Selected text:
◆ ◆ ◆ ◆ ◆
Government support for all these enterprises has been massive. In 2001, the Federal Government spent $22.5 billion for university-based research in science and engineering. This year the Government will provide 60 percent of American students with grants or loans to help them attend the college or university of their choice. The Federal Government will spend nearly $17 billion on grants and work-study programs and will provide an additional $52 billion in student loans.

In my last year as Governor of Tennessee, and I am sure it must have been as true in Ohio as well, or nearly true, half of State dollars and a larger proportion of local tax dollars went to support education. Our free-market environment encouraged innovation and enterprise, as well as billions of dollars invested in corporate research. Finally, to top it all off, while we have been outsourcing jobs, we have been insourcing brainpower--572,000 foreign students attend our colleges and universities. One-half of the students in our graduate programs of engineering, science, and computing are foreign students.
◆ ◆ ◆ ◆ ◆
Recorded data:
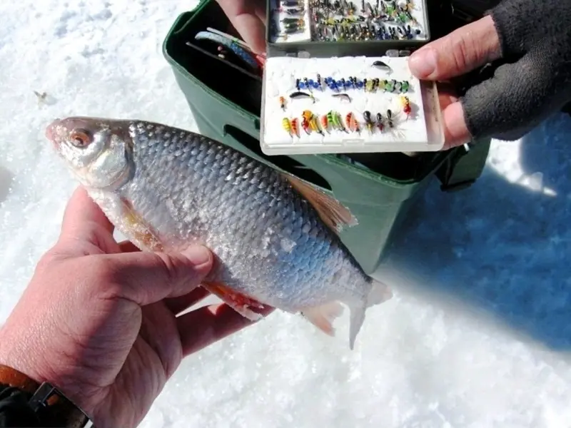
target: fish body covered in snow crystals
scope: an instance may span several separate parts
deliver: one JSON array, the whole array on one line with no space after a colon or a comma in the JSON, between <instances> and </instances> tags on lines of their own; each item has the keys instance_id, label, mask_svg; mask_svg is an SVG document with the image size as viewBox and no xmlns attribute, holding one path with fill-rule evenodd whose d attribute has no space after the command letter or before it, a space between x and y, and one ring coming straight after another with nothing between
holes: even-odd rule
<instances>
[{"instance_id":1,"label":"fish body covered in snow crystals","mask_svg":"<svg viewBox=\"0 0 571 428\"><path fill-rule=\"evenodd\" d=\"M68 118L46 131L110 221L143 250L201 243L216 256L203 286L242 315L301 312L333 335L340 303L353 348L366 309L391 297L337 233L350 213L313 185L221 143L138 121Z\"/></svg>"}]
</instances>

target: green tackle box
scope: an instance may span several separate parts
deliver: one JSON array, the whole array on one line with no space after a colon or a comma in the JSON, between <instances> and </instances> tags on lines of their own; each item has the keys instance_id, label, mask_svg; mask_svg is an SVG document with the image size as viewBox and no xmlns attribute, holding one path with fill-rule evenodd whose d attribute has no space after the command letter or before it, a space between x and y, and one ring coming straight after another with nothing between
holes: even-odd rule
◆ ◆ ◆ ◆ ◆
Your assignment:
Revise the passage on government support for education, from "Government support for" to "in student loans.", replacing "Government" with "Administration".

The answer:
Administration support for all these enterprises has been massive. In 2001, the Federal Administration spent $22.5 billion for university-based research in science and engineering. This year the Administration will provide 60 percent of American students with grants or loans to help them attend the college or university of their choice. The Federal Administration will spend nearly $17 billion on grants and work-study programs and will provide an additional $52 billion in student loans.